Top of RECORDS FOR PROCESSING

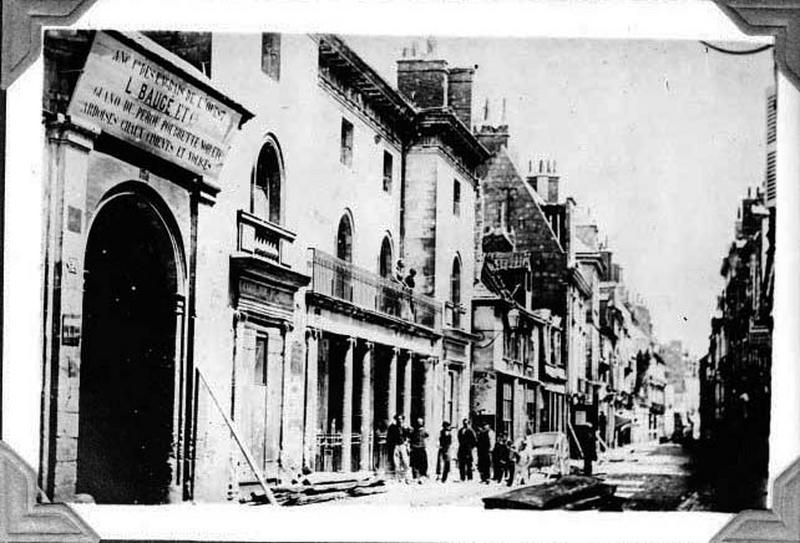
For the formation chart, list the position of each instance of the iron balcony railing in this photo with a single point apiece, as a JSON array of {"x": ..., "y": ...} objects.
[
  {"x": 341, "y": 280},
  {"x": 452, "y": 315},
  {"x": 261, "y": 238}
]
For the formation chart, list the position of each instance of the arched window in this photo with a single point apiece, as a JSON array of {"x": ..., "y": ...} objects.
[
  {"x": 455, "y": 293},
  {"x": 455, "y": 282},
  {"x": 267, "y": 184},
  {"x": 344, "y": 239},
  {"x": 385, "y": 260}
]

Bottom of RECORDS FOR PROCESSING
Top of RECORDS FOR PROCESSING

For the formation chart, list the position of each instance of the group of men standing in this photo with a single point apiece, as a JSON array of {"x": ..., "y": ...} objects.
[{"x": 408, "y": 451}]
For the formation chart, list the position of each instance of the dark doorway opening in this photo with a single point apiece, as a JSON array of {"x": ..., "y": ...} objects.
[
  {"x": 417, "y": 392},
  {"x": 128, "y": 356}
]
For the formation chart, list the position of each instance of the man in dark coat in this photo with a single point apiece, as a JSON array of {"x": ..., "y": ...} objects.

Bottom of RECORDS FOR PROCESSING

Starting at the line above that contains "of the group", write out each line exactly until the line that contains "man in dark" has been written, and stop there.

For the formation chart, list the position of each instance of the group of men standing in this photo with a single point apiece, as a JSON array of {"x": ..., "y": ...} objects.
[{"x": 408, "y": 451}]
For the formation chart, list the position of each instance of the dark doorway opening in this photo with a single point apiece, as a JSON array of {"x": ..., "y": ...} objects.
[
  {"x": 417, "y": 392},
  {"x": 128, "y": 356}
]
For the formation chart, list the position of each instance of the man in dark coat in this photo with a single point apiece, as a JSON array of {"x": ..., "y": ...} objects.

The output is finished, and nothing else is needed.